Dataset records
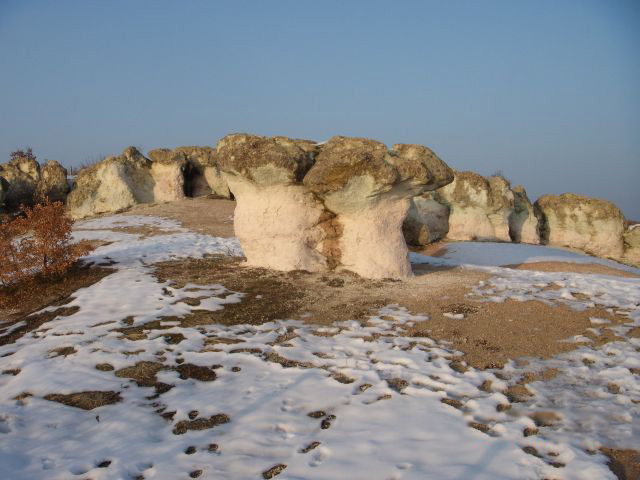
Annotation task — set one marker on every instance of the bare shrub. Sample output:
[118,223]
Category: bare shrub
[37,245]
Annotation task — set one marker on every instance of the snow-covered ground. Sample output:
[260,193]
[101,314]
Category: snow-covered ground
[387,422]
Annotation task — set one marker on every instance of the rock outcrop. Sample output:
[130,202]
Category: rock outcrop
[589,224]
[53,182]
[118,183]
[523,222]
[427,220]
[114,184]
[632,245]
[4,187]
[479,208]
[167,167]
[472,207]
[23,174]
[339,205]
[202,173]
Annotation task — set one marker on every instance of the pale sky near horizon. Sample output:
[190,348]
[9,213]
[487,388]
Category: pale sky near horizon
[548,92]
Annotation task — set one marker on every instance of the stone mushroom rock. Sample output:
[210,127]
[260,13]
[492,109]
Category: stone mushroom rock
[523,223]
[53,183]
[590,224]
[277,220]
[114,184]
[339,205]
[479,207]
[202,173]
[632,245]
[167,172]
[427,220]
[23,174]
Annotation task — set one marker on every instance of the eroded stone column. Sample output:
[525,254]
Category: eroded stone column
[339,205]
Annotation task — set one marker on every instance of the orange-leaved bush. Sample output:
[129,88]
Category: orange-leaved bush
[37,245]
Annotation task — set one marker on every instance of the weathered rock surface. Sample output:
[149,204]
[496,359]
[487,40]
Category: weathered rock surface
[167,169]
[4,186]
[427,220]
[53,182]
[202,173]
[23,174]
[523,223]
[632,245]
[339,205]
[589,224]
[114,184]
[479,207]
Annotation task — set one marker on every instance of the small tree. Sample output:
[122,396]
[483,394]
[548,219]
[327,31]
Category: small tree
[37,245]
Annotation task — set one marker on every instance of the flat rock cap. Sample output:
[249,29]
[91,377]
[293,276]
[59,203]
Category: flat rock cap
[421,166]
[250,156]
[343,158]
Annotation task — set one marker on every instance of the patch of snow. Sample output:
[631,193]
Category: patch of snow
[397,427]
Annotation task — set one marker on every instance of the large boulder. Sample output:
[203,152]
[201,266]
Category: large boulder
[338,205]
[589,224]
[114,184]
[53,183]
[523,223]
[277,220]
[479,207]
[22,173]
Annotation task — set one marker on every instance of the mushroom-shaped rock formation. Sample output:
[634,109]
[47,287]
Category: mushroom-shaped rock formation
[23,174]
[339,205]
[277,220]
[114,184]
[523,223]
[590,224]
[53,182]
[202,175]
[167,172]
[479,207]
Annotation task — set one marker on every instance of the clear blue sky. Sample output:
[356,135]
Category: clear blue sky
[546,91]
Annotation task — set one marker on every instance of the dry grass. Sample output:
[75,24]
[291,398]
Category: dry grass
[85,400]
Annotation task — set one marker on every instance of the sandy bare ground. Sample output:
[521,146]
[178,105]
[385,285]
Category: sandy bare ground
[211,216]
[488,334]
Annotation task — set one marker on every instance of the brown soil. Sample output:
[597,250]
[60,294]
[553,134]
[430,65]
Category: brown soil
[212,216]
[183,426]
[51,292]
[625,464]
[573,268]
[490,333]
[85,400]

What you should do
All entries need to be duplicated exactly, apart from the images.

Task answer
Annotation task — set one marker on every instance of the bare shrub. Sample output:
[118,223]
Category: bare shrub
[37,245]
Annotation task — set one marker on every instance of the snow-covered ground. Sample output:
[260,193]
[101,314]
Category: snow-covered ground
[387,422]
Annotation task — set one marker on every instance of the rock outcrop. Sample output:
[130,202]
Category: rock outcrop
[589,224]
[53,182]
[118,183]
[523,222]
[427,220]
[114,184]
[632,245]
[4,187]
[479,208]
[167,167]
[472,207]
[23,174]
[339,205]
[202,173]
Annotation task — set one marker on every instance of the pale sky near horizon. Sample output:
[190,348]
[9,213]
[487,388]
Category: pale sky near horizon
[548,92]
Annotation task — set one marker on every instance of the stone mushroom rock. Sample output:
[210,127]
[260,13]
[492,109]
Category: stone mushroom rock
[523,223]
[53,183]
[590,224]
[277,220]
[114,184]
[339,205]
[479,207]
[202,173]
[632,245]
[167,172]
[427,220]
[23,174]
Annotation task — set one marker on every instance of the eroded stone column. Sample output:
[525,254]
Category: eroded stone column
[339,205]
Annotation task — set one marker on every instance of the orange-leaved bush. Sample output:
[129,88]
Category: orange-leaved bush
[37,245]
Annotation task — set one marker on every instance of the weathered rock surface. Sample output:
[149,204]
[496,359]
[487,40]
Category: weathered rock surface
[167,169]
[4,186]
[427,220]
[53,182]
[202,173]
[23,174]
[523,223]
[632,245]
[339,205]
[589,224]
[114,184]
[479,207]
Annotation task — set one marker on every instance of the small tree. Sample output:
[122,396]
[483,394]
[548,219]
[327,31]
Category: small tree
[37,245]
Annotation task — set one marker on every instance of the flat rock cap. Sample output:
[249,29]
[91,377]
[293,276]
[59,203]
Category: flat rock cap
[421,166]
[250,156]
[343,158]
Annotation task — set one marker on every instance of the patch of snow. Sample output:
[631,193]
Category: patch of snow
[397,427]
Annotation task — set one marker on every instance of the large boulder. Sample output:
[203,152]
[201,266]
Category: large boulder
[338,205]
[589,224]
[114,184]
[53,183]
[523,223]
[277,220]
[479,207]
[22,173]
Annotation task — set one marker on every instance of the mushroom-shaped rock formation. Sample output:
[634,109]
[47,287]
Category: mushroom-shaped rock formation
[23,174]
[339,205]
[277,220]
[114,184]
[523,223]
[590,224]
[53,182]
[202,175]
[167,172]
[479,207]
Annotation task — set one marker on every instance of the clear blue sky. Sample output:
[356,135]
Category: clear blue sky
[546,91]
Annotation task — set one marker on every instance of the dry grass. Sample output:
[75,24]
[291,398]
Category: dry grass
[85,400]
Annotation task — set one marker on every instance of the sandy bare ground. Sample output:
[521,146]
[178,105]
[385,285]
Category: sandy bare ground
[211,216]
[488,334]
Annotation task — set one marker on every instance of the brown soil. Sample output:
[597,250]
[60,294]
[553,134]
[430,65]
Category: brown soil
[212,216]
[183,426]
[51,292]
[625,464]
[573,268]
[490,333]
[85,400]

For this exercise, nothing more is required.